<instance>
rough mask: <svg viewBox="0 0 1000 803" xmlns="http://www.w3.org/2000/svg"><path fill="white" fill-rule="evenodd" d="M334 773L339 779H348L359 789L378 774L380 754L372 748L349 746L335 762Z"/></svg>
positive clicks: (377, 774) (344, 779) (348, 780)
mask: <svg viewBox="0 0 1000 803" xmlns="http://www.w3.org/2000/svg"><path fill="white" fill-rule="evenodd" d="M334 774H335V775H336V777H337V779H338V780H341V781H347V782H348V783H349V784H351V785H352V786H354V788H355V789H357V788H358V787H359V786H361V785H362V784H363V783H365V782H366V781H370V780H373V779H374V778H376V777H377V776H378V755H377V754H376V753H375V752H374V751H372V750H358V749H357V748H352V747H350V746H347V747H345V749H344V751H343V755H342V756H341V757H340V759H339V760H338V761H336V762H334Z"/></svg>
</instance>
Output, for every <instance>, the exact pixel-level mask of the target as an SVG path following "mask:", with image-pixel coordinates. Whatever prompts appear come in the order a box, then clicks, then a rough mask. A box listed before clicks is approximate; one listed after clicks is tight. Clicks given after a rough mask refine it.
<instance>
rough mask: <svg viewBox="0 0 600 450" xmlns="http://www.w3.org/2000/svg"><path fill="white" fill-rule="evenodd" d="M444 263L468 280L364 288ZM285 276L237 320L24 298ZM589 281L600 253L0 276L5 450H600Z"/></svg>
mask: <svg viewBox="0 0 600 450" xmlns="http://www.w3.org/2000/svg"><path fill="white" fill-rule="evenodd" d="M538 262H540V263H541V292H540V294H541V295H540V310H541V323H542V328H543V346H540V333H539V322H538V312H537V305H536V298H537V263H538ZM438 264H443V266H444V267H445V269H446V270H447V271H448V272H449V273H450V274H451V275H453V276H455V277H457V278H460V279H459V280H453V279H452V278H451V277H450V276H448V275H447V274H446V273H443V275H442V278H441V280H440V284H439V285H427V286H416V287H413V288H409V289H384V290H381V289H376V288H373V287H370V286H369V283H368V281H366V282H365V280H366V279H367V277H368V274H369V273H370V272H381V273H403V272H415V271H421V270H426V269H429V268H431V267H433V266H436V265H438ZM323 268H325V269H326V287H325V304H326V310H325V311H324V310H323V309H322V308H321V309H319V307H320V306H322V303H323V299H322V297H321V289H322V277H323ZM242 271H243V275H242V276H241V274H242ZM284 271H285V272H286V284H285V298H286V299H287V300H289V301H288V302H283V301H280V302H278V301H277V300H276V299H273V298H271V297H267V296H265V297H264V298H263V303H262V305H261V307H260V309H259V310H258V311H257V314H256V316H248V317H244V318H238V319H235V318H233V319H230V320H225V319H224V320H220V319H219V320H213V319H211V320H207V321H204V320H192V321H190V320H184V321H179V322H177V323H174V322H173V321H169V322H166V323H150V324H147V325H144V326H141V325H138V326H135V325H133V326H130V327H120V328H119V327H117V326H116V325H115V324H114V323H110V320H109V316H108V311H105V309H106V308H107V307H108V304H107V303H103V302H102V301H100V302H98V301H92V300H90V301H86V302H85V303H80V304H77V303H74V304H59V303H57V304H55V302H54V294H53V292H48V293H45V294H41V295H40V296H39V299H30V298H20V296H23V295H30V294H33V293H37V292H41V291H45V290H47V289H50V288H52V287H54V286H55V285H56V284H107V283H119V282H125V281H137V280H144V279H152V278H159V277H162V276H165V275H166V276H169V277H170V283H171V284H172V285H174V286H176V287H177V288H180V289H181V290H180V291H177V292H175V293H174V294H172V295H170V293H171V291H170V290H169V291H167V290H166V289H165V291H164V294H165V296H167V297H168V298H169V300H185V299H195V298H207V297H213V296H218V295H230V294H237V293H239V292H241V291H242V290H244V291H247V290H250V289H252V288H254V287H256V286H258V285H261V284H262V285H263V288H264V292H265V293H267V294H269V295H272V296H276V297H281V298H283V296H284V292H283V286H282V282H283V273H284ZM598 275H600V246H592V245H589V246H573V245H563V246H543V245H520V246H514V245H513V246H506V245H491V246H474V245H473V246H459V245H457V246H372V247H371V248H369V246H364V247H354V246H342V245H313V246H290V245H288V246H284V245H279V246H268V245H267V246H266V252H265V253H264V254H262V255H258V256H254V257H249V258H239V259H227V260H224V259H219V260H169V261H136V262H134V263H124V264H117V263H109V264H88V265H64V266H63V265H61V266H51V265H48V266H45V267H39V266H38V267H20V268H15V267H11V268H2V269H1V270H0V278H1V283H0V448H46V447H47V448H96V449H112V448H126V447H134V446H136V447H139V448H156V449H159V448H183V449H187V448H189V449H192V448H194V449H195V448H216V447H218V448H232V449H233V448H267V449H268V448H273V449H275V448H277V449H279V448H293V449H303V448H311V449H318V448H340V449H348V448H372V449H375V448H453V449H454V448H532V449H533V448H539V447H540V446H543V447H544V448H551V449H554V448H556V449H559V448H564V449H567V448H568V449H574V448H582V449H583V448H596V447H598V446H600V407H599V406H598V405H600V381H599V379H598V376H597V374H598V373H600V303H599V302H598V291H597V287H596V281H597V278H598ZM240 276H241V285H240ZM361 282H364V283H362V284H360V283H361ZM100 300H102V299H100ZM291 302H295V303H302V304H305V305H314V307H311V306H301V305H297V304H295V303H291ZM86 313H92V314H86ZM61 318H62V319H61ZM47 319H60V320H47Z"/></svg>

=-=-=

> _About this exercise_
Reproduce the entries verbatim, beginning at the line containing "</instance>" and ending after the line containing "263L468 280L364 288ZM285".

> _Reply_
</instance>
Output, for every <instance>, the exact pixel-level mask of the target as an SVG path following "mask:", with image-pixel coordinates. Whatever prompts appear come in the order a box, then clicks, then a rough mask. A box listed before clicks is approximate; one listed after clicks is tight. Clicks given after a rough mask refine it.
<instance>
rough mask: <svg viewBox="0 0 600 450" xmlns="http://www.w3.org/2000/svg"><path fill="white" fill-rule="evenodd" d="M444 263L468 280L364 288ZM285 276L237 320L24 298ZM589 281L600 253L0 276L5 450H600Z"/></svg>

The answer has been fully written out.